RECORDS TO USE:
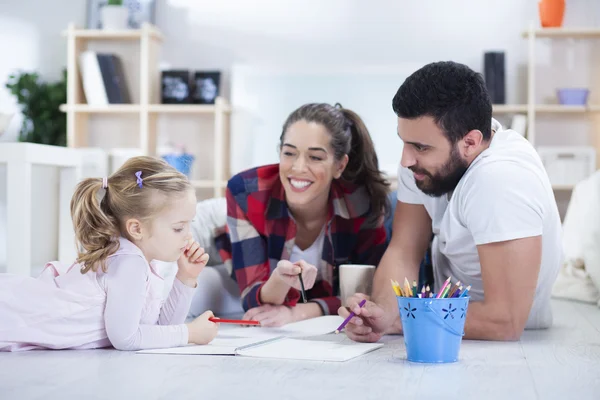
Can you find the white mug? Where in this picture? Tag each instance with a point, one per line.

* * *

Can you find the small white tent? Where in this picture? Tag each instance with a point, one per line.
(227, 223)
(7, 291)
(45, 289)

---

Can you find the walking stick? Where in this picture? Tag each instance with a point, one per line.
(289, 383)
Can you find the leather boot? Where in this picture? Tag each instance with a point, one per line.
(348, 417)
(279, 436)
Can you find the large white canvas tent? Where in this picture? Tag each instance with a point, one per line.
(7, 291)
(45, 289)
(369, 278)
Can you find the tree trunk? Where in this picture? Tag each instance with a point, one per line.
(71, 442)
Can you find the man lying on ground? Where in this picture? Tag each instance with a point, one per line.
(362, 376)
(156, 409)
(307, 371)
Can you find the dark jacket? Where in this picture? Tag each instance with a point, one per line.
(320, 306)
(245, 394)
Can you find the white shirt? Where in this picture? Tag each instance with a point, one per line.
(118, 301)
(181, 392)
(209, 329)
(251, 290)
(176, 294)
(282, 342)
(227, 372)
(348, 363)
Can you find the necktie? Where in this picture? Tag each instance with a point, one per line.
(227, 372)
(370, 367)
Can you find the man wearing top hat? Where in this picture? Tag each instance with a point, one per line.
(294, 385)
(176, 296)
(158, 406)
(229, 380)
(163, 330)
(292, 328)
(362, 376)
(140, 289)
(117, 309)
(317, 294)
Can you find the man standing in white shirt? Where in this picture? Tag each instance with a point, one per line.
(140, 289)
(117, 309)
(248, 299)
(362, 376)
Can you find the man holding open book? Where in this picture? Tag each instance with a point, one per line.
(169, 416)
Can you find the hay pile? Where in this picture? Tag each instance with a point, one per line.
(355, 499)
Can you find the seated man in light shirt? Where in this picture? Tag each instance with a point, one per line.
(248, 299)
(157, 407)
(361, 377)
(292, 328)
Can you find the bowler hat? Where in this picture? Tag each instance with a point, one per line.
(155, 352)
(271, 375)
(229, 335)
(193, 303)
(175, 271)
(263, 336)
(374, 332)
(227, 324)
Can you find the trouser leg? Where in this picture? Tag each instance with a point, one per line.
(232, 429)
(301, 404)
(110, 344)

WRITTEN EXERCISE:
Please show every line in the material above that contains the word "white", copying each such line in full.

WRITTEN RESPONSE:
Can you find the white mug? Where in this picture? Tag each instance with a point, one per line.
Can you find the small white tent? Where in this picture? Tag each instance with a point, one per line.
Can you find the large white canvas tent? Where in this picture? Tag each instance with a point, one per line.
Can you find the white shirt? Where in this picture? Tag each instance with a point, one per line.
Can you find the man standing in white shirt? Where in this picture? Tag each instance with a point, one per line.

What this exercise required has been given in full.